═════ Supplied records ═════

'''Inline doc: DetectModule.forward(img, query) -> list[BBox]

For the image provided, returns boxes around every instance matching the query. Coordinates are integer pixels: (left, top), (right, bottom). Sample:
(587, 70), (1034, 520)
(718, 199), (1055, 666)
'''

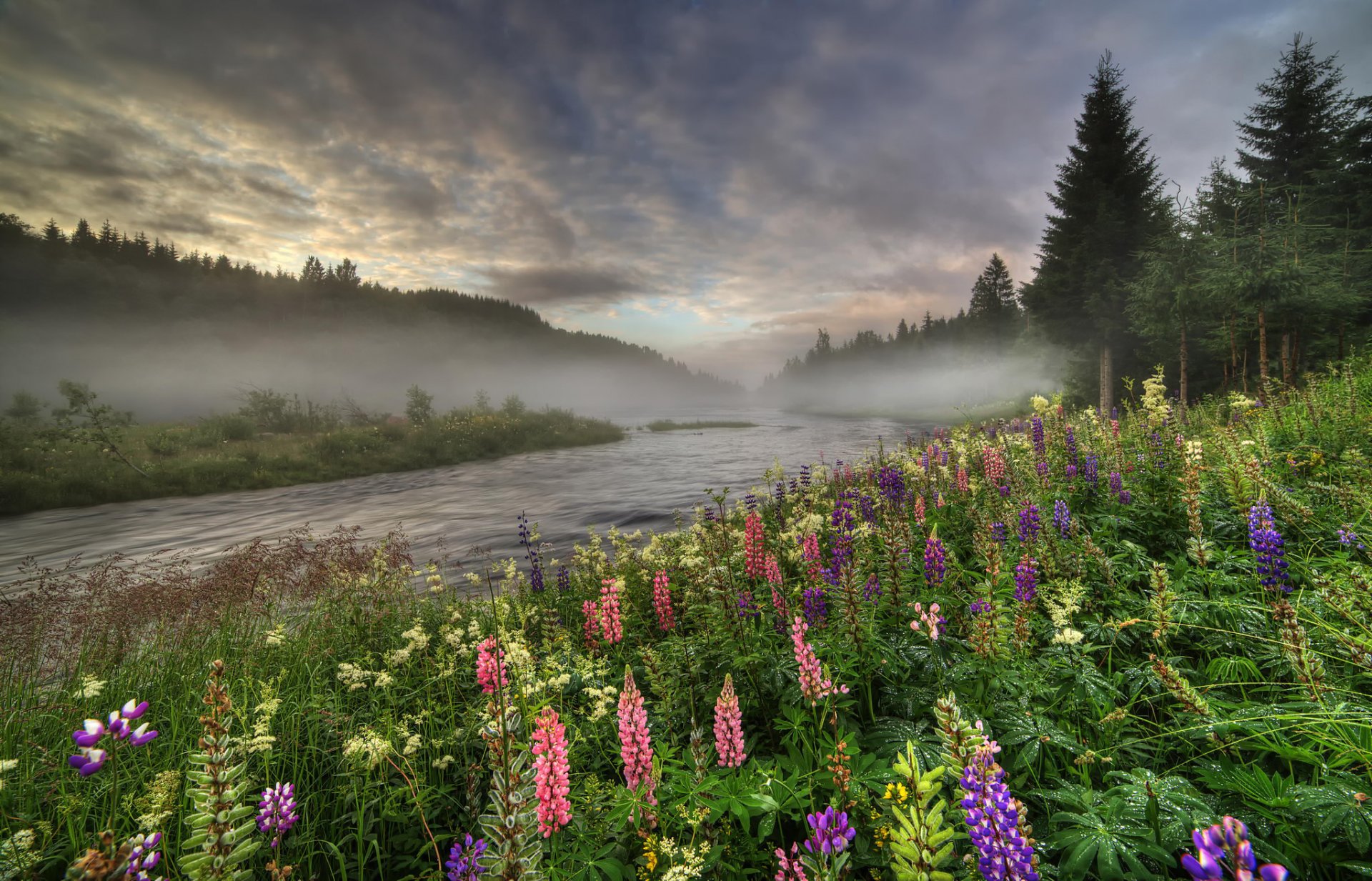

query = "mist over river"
(0, 409), (933, 583)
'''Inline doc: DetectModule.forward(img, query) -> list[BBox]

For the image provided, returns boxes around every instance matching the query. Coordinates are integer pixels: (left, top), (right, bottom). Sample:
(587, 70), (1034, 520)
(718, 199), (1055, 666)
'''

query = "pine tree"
(1023, 54), (1165, 412)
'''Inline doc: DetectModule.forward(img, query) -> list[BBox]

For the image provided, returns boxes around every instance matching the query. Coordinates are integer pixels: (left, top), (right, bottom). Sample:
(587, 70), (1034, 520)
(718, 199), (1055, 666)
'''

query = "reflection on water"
(0, 410), (930, 583)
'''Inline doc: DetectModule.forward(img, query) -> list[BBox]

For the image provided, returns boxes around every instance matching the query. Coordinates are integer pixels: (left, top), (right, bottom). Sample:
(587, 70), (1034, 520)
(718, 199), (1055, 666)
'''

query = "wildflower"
(653, 569), (677, 631)
(619, 667), (657, 804)
(959, 741), (1038, 881)
(1181, 817), (1288, 881)
(715, 672), (747, 769)
(476, 637), (506, 695)
(1248, 501), (1291, 593)
(443, 833), (486, 881)
(258, 782), (300, 847)
(805, 804), (858, 856)
(600, 578), (625, 645)
(532, 707), (572, 838)
(790, 614), (848, 707)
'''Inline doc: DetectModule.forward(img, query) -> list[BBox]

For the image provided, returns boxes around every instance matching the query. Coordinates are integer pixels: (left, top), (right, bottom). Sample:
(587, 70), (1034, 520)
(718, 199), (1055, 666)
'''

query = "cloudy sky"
(0, 0), (1372, 382)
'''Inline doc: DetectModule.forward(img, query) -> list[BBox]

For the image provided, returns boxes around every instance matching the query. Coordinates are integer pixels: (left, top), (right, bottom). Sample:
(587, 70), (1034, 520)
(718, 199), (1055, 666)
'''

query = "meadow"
(0, 359), (1372, 881)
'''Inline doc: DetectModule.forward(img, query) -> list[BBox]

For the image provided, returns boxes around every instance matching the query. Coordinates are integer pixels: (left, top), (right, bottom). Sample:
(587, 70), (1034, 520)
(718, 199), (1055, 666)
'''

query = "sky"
(0, 0), (1372, 384)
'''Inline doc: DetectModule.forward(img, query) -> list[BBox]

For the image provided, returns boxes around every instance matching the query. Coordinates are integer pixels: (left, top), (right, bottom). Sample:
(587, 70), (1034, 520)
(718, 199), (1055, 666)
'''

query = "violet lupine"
(600, 578), (625, 645)
(1248, 501), (1291, 593)
(1181, 817), (1290, 881)
(443, 835), (487, 881)
(925, 528), (948, 587)
(1020, 498), (1041, 544)
(653, 569), (677, 631)
(1053, 498), (1072, 538)
(258, 782), (300, 847)
(619, 665), (657, 805)
(1015, 554), (1038, 604)
(531, 707), (572, 838)
(959, 741), (1038, 881)
(476, 637), (507, 695)
(790, 614), (848, 707)
(805, 804), (858, 856)
(744, 510), (767, 579)
(715, 672), (747, 769)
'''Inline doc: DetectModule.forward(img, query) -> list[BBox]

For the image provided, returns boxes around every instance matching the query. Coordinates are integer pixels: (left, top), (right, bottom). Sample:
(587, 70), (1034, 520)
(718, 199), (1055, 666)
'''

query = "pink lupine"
(582, 599), (601, 649)
(790, 614), (848, 707)
(715, 672), (747, 769)
(653, 569), (677, 631)
(600, 578), (625, 645)
(744, 510), (767, 579)
(534, 707), (572, 838)
(619, 665), (657, 804)
(476, 637), (507, 695)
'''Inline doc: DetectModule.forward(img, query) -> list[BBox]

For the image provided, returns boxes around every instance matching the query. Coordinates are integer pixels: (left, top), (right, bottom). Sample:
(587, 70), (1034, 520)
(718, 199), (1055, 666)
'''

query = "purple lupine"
(1020, 498), (1041, 544)
(805, 804), (858, 856)
(443, 833), (486, 881)
(258, 782), (300, 847)
(959, 741), (1038, 881)
(1015, 554), (1038, 604)
(1248, 501), (1291, 593)
(1053, 498), (1072, 538)
(1181, 817), (1290, 881)
(925, 529), (948, 587)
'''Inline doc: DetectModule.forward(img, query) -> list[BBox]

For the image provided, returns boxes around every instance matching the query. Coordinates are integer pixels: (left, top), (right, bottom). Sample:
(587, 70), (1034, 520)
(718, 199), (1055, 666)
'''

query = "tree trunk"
(1100, 344), (1114, 419)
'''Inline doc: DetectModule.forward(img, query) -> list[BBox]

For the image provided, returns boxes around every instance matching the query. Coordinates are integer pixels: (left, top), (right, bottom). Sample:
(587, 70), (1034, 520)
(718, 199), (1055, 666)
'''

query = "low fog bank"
(0, 317), (740, 423)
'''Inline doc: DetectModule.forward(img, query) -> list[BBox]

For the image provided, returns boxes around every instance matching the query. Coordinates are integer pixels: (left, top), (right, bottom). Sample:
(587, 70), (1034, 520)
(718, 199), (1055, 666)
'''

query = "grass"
(0, 362), (1372, 881)
(647, 419), (757, 431)
(0, 409), (625, 514)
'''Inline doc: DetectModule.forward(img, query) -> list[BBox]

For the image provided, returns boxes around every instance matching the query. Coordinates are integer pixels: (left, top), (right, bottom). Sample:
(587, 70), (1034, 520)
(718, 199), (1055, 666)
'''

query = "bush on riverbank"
(0, 364), (1372, 881)
(0, 392), (625, 514)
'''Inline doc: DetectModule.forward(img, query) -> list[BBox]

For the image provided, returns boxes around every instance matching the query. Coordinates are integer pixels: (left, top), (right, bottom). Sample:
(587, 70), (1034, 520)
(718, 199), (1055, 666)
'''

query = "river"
(0, 409), (932, 583)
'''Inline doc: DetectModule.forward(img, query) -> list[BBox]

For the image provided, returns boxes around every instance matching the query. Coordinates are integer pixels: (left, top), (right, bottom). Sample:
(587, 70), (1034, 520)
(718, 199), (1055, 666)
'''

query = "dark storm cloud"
(0, 0), (1372, 377)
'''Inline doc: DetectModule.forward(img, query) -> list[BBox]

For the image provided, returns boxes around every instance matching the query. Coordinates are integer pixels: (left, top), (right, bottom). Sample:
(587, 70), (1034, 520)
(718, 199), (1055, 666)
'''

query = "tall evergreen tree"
(1023, 54), (1166, 412)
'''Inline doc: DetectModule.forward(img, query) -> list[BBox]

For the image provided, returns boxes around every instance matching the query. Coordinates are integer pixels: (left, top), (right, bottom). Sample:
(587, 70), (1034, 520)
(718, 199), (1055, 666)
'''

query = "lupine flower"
(772, 844), (810, 881)
(715, 672), (747, 769)
(790, 616), (848, 707)
(124, 832), (162, 881)
(476, 637), (506, 695)
(600, 578), (625, 645)
(1248, 501), (1291, 593)
(959, 741), (1038, 881)
(925, 528), (948, 587)
(805, 804), (858, 856)
(1181, 817), (1290, 881)
(1015, 554), (1038, 602)
(1020, 498), (1040, 544)
(910, 602), (944, 642)
(532, 707), (572, 838)
(443, 835), (486, 881)
(258, 782), (300, 847)
(1053, 498), (1072, 538)
(619, 667), (657, 804)
(744, 510), (765, 579)
(653, 569), (677, 631)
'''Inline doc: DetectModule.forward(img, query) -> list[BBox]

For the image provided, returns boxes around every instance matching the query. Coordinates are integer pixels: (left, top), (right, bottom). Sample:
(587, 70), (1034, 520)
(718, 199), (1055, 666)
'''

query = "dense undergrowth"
(0, 362), (1372, 881)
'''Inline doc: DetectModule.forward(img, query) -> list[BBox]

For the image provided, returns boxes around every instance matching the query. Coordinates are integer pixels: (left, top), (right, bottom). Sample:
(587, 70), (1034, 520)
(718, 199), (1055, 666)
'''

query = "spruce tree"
(1023, 54), (1166, 412)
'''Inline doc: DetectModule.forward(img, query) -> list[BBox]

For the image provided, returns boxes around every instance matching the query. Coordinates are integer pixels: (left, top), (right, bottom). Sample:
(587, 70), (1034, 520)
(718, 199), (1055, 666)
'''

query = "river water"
(0, 409), (933, 584)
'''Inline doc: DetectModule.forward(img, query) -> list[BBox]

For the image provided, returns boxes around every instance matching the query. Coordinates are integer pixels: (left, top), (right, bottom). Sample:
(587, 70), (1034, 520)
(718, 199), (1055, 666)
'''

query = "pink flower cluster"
(653, 569), (677, 631)
(619, 667), (657, 804)
(476, 637), (507, 695)
(744, 510), (767, 579)
(715, 672), (747, 769)
(790, 614), (848, 707)
(534, 707), (572, 838)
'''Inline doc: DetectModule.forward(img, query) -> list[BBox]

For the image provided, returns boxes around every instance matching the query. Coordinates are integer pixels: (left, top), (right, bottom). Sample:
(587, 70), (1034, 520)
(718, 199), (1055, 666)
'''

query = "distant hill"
(0, 214), (744, 419)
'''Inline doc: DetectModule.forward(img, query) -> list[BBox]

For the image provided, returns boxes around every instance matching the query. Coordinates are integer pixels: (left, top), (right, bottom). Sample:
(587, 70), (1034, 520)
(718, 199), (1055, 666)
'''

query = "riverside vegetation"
(0, 382), (625, 514)
(0, 359), (1372, 881)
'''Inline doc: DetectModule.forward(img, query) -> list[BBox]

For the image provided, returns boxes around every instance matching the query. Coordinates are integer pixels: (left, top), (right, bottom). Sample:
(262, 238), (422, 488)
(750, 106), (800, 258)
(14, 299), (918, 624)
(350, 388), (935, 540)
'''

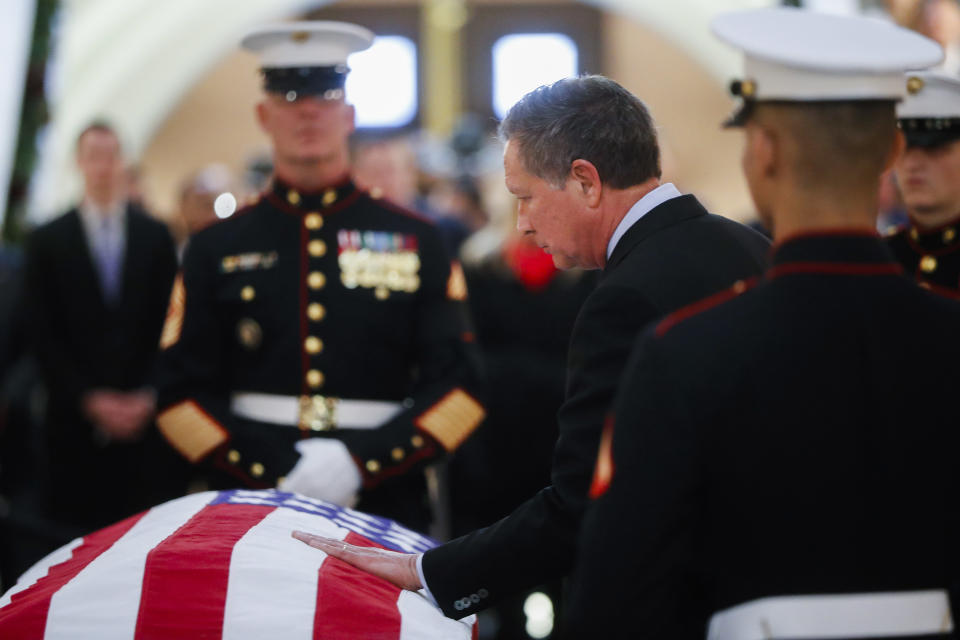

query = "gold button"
(307, 369), (323, 389)
(303, 336), (323, 354)
(307, 302), (327, 322)
(303, 212), (323, 230)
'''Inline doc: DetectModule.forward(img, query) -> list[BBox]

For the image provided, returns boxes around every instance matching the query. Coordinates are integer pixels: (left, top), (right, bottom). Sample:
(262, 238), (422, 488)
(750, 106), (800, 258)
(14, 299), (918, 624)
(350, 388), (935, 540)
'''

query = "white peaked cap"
(241, 21), (374, 69)
(711, 7), (943, 102)
(897, 71), (960, 118)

═════

*The exercise*:
Rescale the listing from its start through the line holding "(0, 409), (933, 583)", inclusive: write out every line again, requests included, multiplying only the box coordinates in the answers by 0.3 and rounding each to a whole number, halves up. Leave the pictures out.

*Solution to the exercise*:
'''Inline doc: DetectModule.forward(img, query) -> list[BBox]

For the image provided, returns boxes around every instance matching the query. Coordinates are integer pixels: (left, top), (right, bottom). Sample:
(587, 70), (1034, 520)
(718, 199), (1055, 666)
'''


query = "mist over river"
(0, 123), (280, 175)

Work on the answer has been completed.